▶ [What the task requires]: Repeat every line of the material, character for character.

▶ [Exercise inputs]:
>> Begin
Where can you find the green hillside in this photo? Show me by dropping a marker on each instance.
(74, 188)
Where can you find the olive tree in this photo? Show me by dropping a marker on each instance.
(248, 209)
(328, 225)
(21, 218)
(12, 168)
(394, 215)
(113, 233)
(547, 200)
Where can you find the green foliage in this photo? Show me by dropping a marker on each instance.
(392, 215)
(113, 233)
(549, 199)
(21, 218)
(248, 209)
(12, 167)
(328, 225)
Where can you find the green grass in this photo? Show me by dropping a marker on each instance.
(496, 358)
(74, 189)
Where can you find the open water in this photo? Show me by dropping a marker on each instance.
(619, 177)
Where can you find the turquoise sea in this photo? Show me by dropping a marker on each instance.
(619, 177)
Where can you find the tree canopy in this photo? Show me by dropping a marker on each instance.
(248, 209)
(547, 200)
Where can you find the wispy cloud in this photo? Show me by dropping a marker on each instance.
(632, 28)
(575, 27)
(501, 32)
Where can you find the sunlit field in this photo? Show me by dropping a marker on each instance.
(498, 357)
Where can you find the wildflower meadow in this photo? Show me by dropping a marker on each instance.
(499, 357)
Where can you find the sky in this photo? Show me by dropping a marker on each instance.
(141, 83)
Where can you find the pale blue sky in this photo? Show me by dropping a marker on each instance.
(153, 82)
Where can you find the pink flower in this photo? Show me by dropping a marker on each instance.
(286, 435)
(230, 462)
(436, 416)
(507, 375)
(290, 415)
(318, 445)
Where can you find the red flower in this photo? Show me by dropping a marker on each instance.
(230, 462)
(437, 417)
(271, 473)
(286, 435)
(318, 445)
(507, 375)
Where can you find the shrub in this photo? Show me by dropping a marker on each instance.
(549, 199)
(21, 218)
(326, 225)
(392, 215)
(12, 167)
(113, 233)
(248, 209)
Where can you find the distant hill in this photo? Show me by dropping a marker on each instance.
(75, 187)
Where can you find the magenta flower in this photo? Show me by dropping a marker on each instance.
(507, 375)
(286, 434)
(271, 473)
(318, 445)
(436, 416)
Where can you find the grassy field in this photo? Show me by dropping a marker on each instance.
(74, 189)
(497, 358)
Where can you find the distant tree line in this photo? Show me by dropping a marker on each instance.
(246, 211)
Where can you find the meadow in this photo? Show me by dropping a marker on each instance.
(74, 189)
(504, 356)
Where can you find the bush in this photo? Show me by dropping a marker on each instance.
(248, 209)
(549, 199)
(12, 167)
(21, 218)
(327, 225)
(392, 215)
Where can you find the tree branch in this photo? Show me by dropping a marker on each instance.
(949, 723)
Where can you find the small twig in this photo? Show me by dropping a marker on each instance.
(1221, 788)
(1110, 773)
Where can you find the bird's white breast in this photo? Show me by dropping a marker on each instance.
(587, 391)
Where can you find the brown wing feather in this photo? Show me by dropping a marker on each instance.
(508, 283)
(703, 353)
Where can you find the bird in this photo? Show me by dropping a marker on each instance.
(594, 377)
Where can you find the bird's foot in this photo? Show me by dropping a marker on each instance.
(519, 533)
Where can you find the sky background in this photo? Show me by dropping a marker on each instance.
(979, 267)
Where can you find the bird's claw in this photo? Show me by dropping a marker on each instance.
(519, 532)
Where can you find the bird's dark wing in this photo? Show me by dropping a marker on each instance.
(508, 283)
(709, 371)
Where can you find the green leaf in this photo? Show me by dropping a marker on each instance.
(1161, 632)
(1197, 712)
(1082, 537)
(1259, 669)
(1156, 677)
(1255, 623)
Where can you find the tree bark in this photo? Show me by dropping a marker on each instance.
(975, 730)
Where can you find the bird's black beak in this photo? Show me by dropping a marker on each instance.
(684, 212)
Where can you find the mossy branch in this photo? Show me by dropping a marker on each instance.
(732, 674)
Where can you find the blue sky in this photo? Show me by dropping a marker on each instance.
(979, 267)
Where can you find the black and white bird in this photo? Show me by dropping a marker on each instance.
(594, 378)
>> End
▶ [Answer to this task]:
Where can you find the green hillside in this photo? Show me by dropping a marker on each instance.
(74, 188)
Where can you find the olive tree in this photo? Show me by dropping a marker on each instance.
(248, 209)
(328, 225)
(21, 218)
(12, 168)
(394, 215)
(113, 233)
(547, 200)
Where can you find the green foliage in this photo? Show me by dropping a marker on each instance.
(392, 215)
(113, 233)
(549, 199)
(21, 218)
(248, 209)
(12, 167)
(328, 225)
Where can you find the green grass in this photo? Show me by dropping a marker on each instance.
(496, 358)
(74, 189)
Where can you find the open water in this photo? Show me by dropping a marker on each instance.
(619, 177)
Where can you find the turquoise sea in this photo? Show me by dropping a marker on each instance.
(619, 177)
Where can you find the tree canopy in this photo? Show me by dropping a marker on each instance.
(248, 209)
(547, 200)
Where can you find the wispy cloud in this photo? Show me by dropping a marker on each instance.
(632, 28)
(575, 27)
(501, 32)
Where can you find the sunlit field in this photo? Show me by dropping a marker on each instance.
(498, 357)
Where can you find the wildflower meadow in this photo? Show me by dropping a marker on each instance.
(499, 357)
Where can you find the sky in this photo? Show me by dropping a marker on each instance.
(141, 83)
Where can you find the pale blue sky in this photo? Show me by dropping a marker on each instance.
(153, 82)
Where can you find the pink flower in this photo? Show me by dropping a marker on each instance.
(286, 435)
(230, 462)
(436, 416)
(507, 375)
(290, 415)
(318, 445)
Where can you find the red flower in this photo? Show me by dropping a marker on each instance.
(230, 462)
(437, 417)
(271, 473)
(286, 435)
(318, 445)
(507, 375)
Where can you find the shrub in this photo? Show me by dropping a marker on each instance.
(549, 199)
(21, 218)
(326, 225)
(392, 215)
(12, 167)
(113, 233)
(248, 209)
Where can you find the distant hill in this photo? Show me by dropping a marker on each instance.
(75, 187)
Where can you find the magenta flower in this photo? Show me by dropping a marker on each instance.
(507, 375)
(286, 434)
(271, 473)
(318, 445)
(436, 416)
Where can you find the grassy field in this photo? Show me by dropping a marker on each instance.
(74, 189)
(497, 358)
Where can you find the distant tree line in this photo? Show me by dropping a marker on each instance.
(246, 211)
Where can you find the meadow in this photo? Show me by dropping a marker on each instance.
(74, 189)
(504, 356)
Where can you find the bush in this photo? Show me by dropping a marker on each instance.
(248, 209)
(549, 199)
(12, 167)
(21, 218)
(327, 225)
(392, 215)
Where can you find the tree branch in this photo? Show me by dropping a marker on each instance.
(949, 723)
Where can you find the small twig in this photo? Show me by dropping a marker on each instance.
(1221, 788)
(1110, 773)
Where can you find the bird's white breast in this photo? Show me by dropping a marker on each instance.
(587, 391)
Where can you find the brown wing feather in this photo? Show me by dropping a marker on each instance.
(508, 283)
(703, 353)
Where can you find the bird in this photo? Show me by dropping a marker on each instance.
(594, 377)
Where can you find the bird's foot in this photo? Show me by dropping a marker on each instance.
(519, 533)
Where can you find the sky background in this photo? Show me by dropping a marker on each instance.
(979, 267)
Where can you find the bird's claw in this photo? Show me by dropping a marker on each instance.
(519, 532)
Where can you find the bird's dark wing in this photo? Show me by dropping a marker on each instance.
(508, 283)
(709, 371)
Where can you find the green leaf in this photo? Show me by dropping a marker on each instance.
(1161, 632)
(1197, 712)
(1082, 537)
(1259, 669)
(1156, 677)
(1255, 623)
Where can you find the tree bark in this photo? Show me by dropping a marker on each instance.
(975, 730)
Where can you find the bird's black beak in this photo? Show me by dropping a marker on each instance.
(684, 212)
Where can you find the mossy branch in this photo? Show me by dropping a marker on each instance.
(732, 674)
Where can you find the blue sky in this photo? Show me by dropping a marker on each instance.
(979, 267)
Where can you find the black and white bird in this photo? Show me by dropping a marker on each instance.
(594, 378)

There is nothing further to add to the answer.